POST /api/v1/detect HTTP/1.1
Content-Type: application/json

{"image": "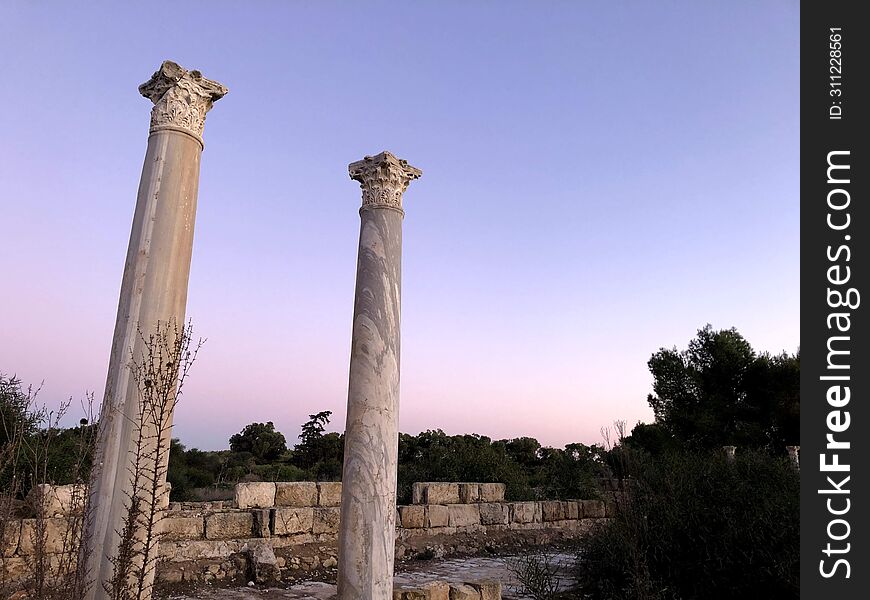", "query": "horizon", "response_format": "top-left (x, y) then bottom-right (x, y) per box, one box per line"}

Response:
top-left (0, 1), bottom-right (800, 450)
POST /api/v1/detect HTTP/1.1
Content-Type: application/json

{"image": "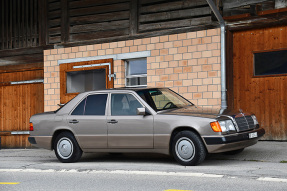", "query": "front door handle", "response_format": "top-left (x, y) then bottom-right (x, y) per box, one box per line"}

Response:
top-left (108, 119), bottom-right (118, 124)
top-left (69, 119), bottom-right (79, 124)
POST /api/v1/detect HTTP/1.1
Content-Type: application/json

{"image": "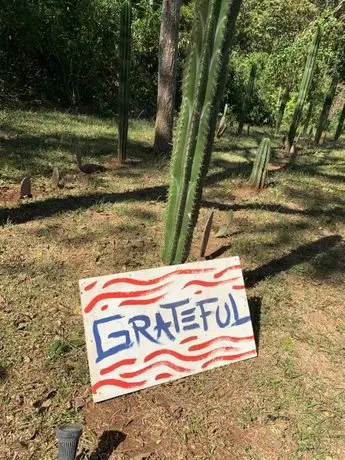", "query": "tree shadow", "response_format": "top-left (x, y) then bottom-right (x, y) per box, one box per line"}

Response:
top-left (0, 366), bottom-right (8, 382)
top-left (244, 235), bottom-right (343, 288)
top-left (89, 430), bottom-right (126, 460)
top-left (248, 297), bottom-right (262, 350)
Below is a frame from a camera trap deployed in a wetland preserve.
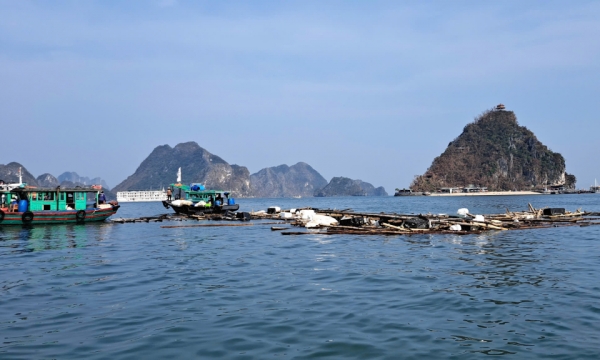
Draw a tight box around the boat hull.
[0,205,119,226]
[163,200,240,215]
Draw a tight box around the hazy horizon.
[0,0,600,194]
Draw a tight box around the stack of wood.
[282,204,600,235]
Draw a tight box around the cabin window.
[38,192,54,201]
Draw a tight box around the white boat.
[117,189,167,202]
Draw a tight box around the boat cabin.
[0,187,99,213]
[171,183,234,205]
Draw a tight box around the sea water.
[0,194,600,359]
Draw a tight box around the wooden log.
[161,223,254,229]
[381,223,411,232]
[271,226,289,231]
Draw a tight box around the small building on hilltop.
[410,104,575,192]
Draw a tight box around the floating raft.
[281,204,600,235]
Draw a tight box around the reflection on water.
[0,223,112,252]
[0,197,600,359]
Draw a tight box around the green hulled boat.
[0,177,119,226]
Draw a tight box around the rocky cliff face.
[112,142,251,197]
[250,162,327,197]
[35,173,60,187]
[0,162,38,186]
[411,110,565,191]
[315,177,388,196]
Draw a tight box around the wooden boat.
[0,176,119,226]
[162,183,240,215]
[162,168,240,215]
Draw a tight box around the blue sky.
[0,0,600,193]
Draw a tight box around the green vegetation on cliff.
[411,110,574,191]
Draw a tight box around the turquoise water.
[0,194,600,359]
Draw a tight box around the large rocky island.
[113,142,252,197]
[113,142,387,197]
[250,162,327,197]
[411,105,575,192]
[0,141,387,199]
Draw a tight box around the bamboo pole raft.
[281,204,600,235]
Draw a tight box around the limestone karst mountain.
[250,162,327,197]
[315,177,388,196]
[112,142,251,197]
[411,109,574,191]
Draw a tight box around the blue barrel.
[19,200,27,212]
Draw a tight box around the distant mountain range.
[411,105,576,191]
[250,162,327,197]
[0,142,387,199]
[315,177,388,196]
[113,142,252,197]
[112,142,387,197]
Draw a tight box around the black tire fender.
[75,210,85,222]
[21,211,33,224]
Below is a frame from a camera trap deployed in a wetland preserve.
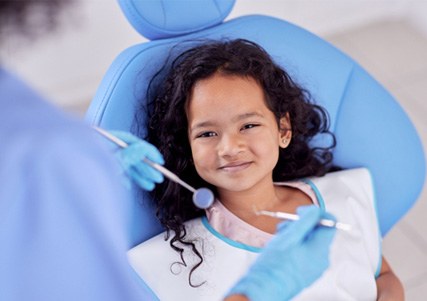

=-=-=

Extract every line of the listing above that contains the string "boat". The match is case-sensitive.

## THE COMPLETED TASK
Draw a tight box around the boat hull.
Draw a tight box around the white boat.
Draw a tight box around the boat cabin.
Draw a tight box around the green hulled boat.
Draw a tight box around the wooden boat.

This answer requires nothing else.